AIM OF THE TASK: The answer should be an exact copy of the lines from the line with "Would you be able to point to the boot" through the last line of the entries, and no other lines.

[Dataset excerpts]
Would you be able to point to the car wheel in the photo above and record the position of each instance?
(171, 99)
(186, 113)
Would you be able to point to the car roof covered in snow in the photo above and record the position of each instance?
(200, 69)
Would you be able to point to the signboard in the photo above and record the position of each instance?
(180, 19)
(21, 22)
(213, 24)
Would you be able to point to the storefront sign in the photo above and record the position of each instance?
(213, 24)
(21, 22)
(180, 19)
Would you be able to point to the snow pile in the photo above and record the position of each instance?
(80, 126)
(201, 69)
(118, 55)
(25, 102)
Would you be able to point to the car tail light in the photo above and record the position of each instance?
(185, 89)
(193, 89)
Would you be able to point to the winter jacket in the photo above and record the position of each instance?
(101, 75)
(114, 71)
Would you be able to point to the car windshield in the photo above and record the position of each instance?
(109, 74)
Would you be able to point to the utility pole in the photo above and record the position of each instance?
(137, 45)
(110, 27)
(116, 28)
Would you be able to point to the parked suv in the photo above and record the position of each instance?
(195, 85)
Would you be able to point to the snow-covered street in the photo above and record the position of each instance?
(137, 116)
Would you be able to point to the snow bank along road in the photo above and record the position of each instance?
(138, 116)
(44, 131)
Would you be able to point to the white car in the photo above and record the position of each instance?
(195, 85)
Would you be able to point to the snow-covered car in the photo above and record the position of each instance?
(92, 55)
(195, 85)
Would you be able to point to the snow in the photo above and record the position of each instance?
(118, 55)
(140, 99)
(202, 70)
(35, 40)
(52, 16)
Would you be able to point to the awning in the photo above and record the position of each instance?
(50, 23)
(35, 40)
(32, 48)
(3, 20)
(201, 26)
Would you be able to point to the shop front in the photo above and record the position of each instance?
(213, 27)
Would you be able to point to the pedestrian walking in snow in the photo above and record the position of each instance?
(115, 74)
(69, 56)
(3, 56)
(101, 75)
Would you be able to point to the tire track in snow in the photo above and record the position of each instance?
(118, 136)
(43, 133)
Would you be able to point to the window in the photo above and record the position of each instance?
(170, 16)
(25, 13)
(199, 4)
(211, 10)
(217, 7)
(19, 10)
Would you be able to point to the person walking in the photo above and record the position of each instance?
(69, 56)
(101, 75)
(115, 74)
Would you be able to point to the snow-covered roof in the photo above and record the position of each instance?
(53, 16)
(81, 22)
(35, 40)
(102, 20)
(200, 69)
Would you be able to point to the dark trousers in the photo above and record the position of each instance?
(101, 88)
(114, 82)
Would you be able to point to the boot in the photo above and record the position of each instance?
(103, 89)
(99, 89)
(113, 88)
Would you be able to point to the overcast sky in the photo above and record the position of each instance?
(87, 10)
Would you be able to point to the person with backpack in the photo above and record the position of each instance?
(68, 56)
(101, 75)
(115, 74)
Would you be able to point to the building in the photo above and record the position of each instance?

SOLVED PROBLEM:
Would you be able to point to the boot in the photo above and record the position of each instance?
(103, 89)
(99, 89)
(113, 88)
Would you be able to point to the overcast sky in the photo above and record the position of each instance?
(87, 10)
Would you be able to point to the person with backpack in the photo above and record the position of each instance?
(68, 56)
(101, 75)
(115, 74)
Would you be able to point to the building in the photo above and record the position of each instance?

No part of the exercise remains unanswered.